* Trecho fornecido:
- - - - -

Nesse álbum o Planet Hemp vem com a formação de três MC's: BNegão, Black Alien e Marcelo D2 e uma porrada de gente que somou na banda, a começar pelos integrantes clássicos, Rafael Crespo na Guitarra, Formação no Baixo e o Pedrinho na bateria, que substitui Bacalhau da formação original. Aí vem os agregados: Zé Gonzales e DJ Nuts nos toca discos e MPC, Apollo 9 no mog, arp e clarinet, Jacksom no contrabaixo, Ganjaman nos teclados e Seu Jorge na percurssão, só para citar alguns, no final está a ficha técnica completa.

O disco abre com "12 Com Dezoito" letra que referência os artigos 12 e 18 da lei 6368/76 de entorpecentes, onde o artigo 12 pune a posse de drogas e o artigo 18 menciona o tráfico. Em 1997, após um show em Brasilia, o Planet Hemp foi preso (leia mais aqui), sendo enquadrados nos artigos 12 com 18, e daí veio a motivação para a música, que é levada por D2 e BNegão em cima de um instrumental de rock denso, com scratches do DJ Zé Gonzales e colagens com reportagens sobre a prisão da banda:

"Esse é o lixo da batalha do século
Ilusão versus realidade, compadre
Te escondem a verdade

Código penal ultrapassado
Ditadura cultural, hipocrisia, pura mediocridade
12 com dezoito, 12 com dezoito é o caralho
O bicho vai pegar
Fala sério, pela-saco, fala sério"


A segunda faixa é rock de "Ex-Quadrilha da Fumaça", com o brilhante refrão "adivinha doutor, quem tá de volta na praça?". A primeira parte é Marcelo, a segunda de Bernardo, o BNegão e a última de Gustavo Black Alien, e a letra fala do retorno da banda após tentativas de cesura e até mesmo da prisão dos integrantes:


"Me jogam no 12 por 18, tentando se esquivar

Os cães ladram, mas a caravana nunca vai parar
Planet Hemp, de novo, soltando a fumaça no ar
Só sangue bom, mas duro de derramar"

- - - - -

* Dados fornecidos:
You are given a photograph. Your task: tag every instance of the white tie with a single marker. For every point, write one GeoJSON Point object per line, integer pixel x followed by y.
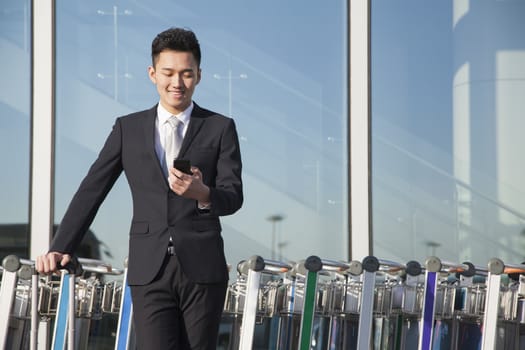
{"type": "Point", "coordinates": [173, 139]}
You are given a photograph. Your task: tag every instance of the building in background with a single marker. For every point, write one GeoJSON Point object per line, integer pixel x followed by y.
{"type": "Point", "coordinates": [442, 119]}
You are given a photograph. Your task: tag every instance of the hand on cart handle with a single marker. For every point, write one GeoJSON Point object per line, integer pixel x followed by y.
{"type": "Point", "coordinates": [54, 261]}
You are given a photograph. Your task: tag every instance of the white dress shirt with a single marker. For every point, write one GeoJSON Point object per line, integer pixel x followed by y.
{"type": "Point", "coordinates": [162, 116]}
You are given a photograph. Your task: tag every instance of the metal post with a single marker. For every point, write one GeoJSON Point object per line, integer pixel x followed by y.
{"type": "Point", "coordinates": [490, 318]}
{"type": "Point", "coordinates": [433, 266]}
{"type": "Point", "coordinates": [370, 266]}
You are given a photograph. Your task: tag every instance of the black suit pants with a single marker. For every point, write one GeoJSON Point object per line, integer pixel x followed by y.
{"type": "Point", "coordinates": [173, 313]}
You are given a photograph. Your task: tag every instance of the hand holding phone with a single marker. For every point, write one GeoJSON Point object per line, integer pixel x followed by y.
{"type": "Point", "coordinates": [183, 165]}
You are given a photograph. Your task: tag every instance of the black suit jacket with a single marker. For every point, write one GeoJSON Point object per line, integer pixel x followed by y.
{"type": "Point", "coordinates": [211, 144]}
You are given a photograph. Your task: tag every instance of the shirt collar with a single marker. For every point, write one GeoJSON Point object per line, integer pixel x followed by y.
{"type": "Point", "coordinates": [183, 116]}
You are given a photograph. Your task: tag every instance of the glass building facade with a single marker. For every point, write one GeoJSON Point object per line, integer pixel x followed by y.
{"type": "Point", "coordinates": [446, 80]}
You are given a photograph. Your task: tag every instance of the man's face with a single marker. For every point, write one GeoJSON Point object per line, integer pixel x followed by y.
{"type": "Point", "coordinates": [176, 75]}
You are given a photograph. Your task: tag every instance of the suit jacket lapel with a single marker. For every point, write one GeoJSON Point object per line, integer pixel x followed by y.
{"type": "Point", "coordinates": [149, 137]}
{"type": "Point", "coordinates": [196, 123]}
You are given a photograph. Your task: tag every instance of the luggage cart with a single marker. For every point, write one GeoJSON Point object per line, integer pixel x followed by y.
{"type": "Point", "coordinates": [255, 267]}
{"type": "Point", "coordinates": [10, 266]}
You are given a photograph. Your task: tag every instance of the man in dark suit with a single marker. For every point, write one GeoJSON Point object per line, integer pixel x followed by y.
{"type": "Point", "coordinates": [177, 269]}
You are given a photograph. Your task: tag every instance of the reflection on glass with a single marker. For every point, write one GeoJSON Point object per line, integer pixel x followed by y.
{"type": "Point", "coordinates": [15, 87]}
{"type": "Point", "coordinates": [447, 115]}
{"type": "Point", "coordinates": [284, 86]}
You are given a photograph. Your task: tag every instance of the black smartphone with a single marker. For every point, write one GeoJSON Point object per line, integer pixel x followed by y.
{"type": "Point", "coordinates": [183, 165]}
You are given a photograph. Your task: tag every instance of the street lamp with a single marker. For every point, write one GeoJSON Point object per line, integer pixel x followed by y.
{"type": "Point", "coordinates": [230, 78]}
{"type": "Point", "coordinates": [274, 219]}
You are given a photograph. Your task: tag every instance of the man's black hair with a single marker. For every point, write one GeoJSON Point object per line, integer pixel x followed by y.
{"type": "Point", "coordinates": [177, 39]}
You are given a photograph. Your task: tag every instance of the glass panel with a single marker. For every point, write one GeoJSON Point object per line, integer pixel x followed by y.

- - - - -

* Suas tarefas:
- A) Liste os nomes de todos os agregados que o texto sobre o álbum do Planet Hemp menciona.
- B) Extraia do texto sobre o álbum do Planet Hemp, sem nenhuma alteração, o trecho de "Nesse álbum o" a "ficha técnica completa.".
- C) Prossiga com o texto sobre o álbum do Planet Hemp a partir do ponto em que ele termina.
Os dados não são necessários para nenhuma das tarefas.

* Resultados do exercício:
- A) Zé Gonzales, DJ Nuts, Apollo 9, Jacksom, Ganjaman, Seu Jorge

- B)
Nesse álbum o Planet Hemp vem com a formação de três MC's: BNegão, Black Alien e Marcelo D2 e uma porrada de gente que somou na banda, a começar pelos integrantes clássicos, Rafael Crespo na Guitarra, Formação no Baixo e o Pedrinho na bateria, que substitui Bacalhau da formação original. Aí vem os agregados: Zé Gonzales e DJ Nuts nos toca discos e MPC, Apollo 9 no mog, arp e clarinet, Jacksom no contrabaixo, Ganjaman nos teclados e Seu Jorge na percurssão, só para citar alguns, no final está a ficha técnica completa.

- C)
Seguindo temos "Test Drive de Freio de Camburão", essa vem numa sonoridade puxada ao rap em beat de Zé Gonzales e novamente trás os três MC's, que repetem a ordem de apresentação de seus versos que falam sobre a perseguição da policia aos usuários de maconha, como no verso de BNegão: "Sinistros como os Tonton Macoute, não querem que nada mude, querem deixar o povo eternamente no mute", fazendo referencia ao grupo paramilitar haitiano que defendia os interesses do governo ditatorial do país, eram violentos, usavam mascaras, cometiam assassinatos e foram inspirados na policia fascistas de Mussolini, e aqui a comparação aos militares do Rio de Janeiro:

"É levando a lei pra provar que a banda podre
Não é a própria instituição por inteiro
Vocês vão ter que suar, mostrar serviço e não a arma, rapá
Andar na linha pra mim é o inverso do que é pra você
Não ver que a maioria é suja
É o mermo que acreditar na mula-sem-cabeça e no saci-pererê
Ameaças anônimas ou caras de pré potência
Seu lifestyle não combina com a minha rima
Em cima do ato vocês me acusam de desacato
Mas um soldado do funk só relata os fatos"

O hardcore se faz presente em "Procedência C.D.", uma letra de BNegão que também é cantada por D2, aqui a critica sobre o questionamento da procedência de um baseado e fechar de olhos para a procedência dos juros, taxas e impostos que a sociedade é obrigada a arcar:

"Venha ver um novo parque de diversão

Nele há brinquedos que aumentam a percepção
Visão privilegiada, aumento da consciência
E o nome dessa cria, pergunte a procedência"



Em "Procedência C.D." ouvimos pela primeira vez a citação ao Comando Delta, uma entidade que a banda personifica a responsabilidade de todas as mazelas e prejuízos impostos ao povo brasileiro, e apesar do tom conspiratório sabemos que grupos como os citados na letra são os arquitetos do caos e que recentemente tornaram sua cara mais visível com os acontecimentos da última década no país:


"De acordo com o Presidente da Associação Brasileira dos Agentes da Polícia Federal, uma entidade não oficial denominada de Comando Delta, definida por ele próprio como "fábrica de presidentes", atua no controle total do sistema brasileiro, tendo inclusive realizado uma reunião para a escolha de Fernando Henrique Cardoso. Esta entidade é formada pelos homens mais poderosos do país, como donos de grandes redes de televisão, grandes jornais, instituições financeiras, indústrias farmacêuticas, empreiteiras, entre outras áreas de influência, que se perguntados sobre o assunto, ironizarão e negarão até o fim a sua existência"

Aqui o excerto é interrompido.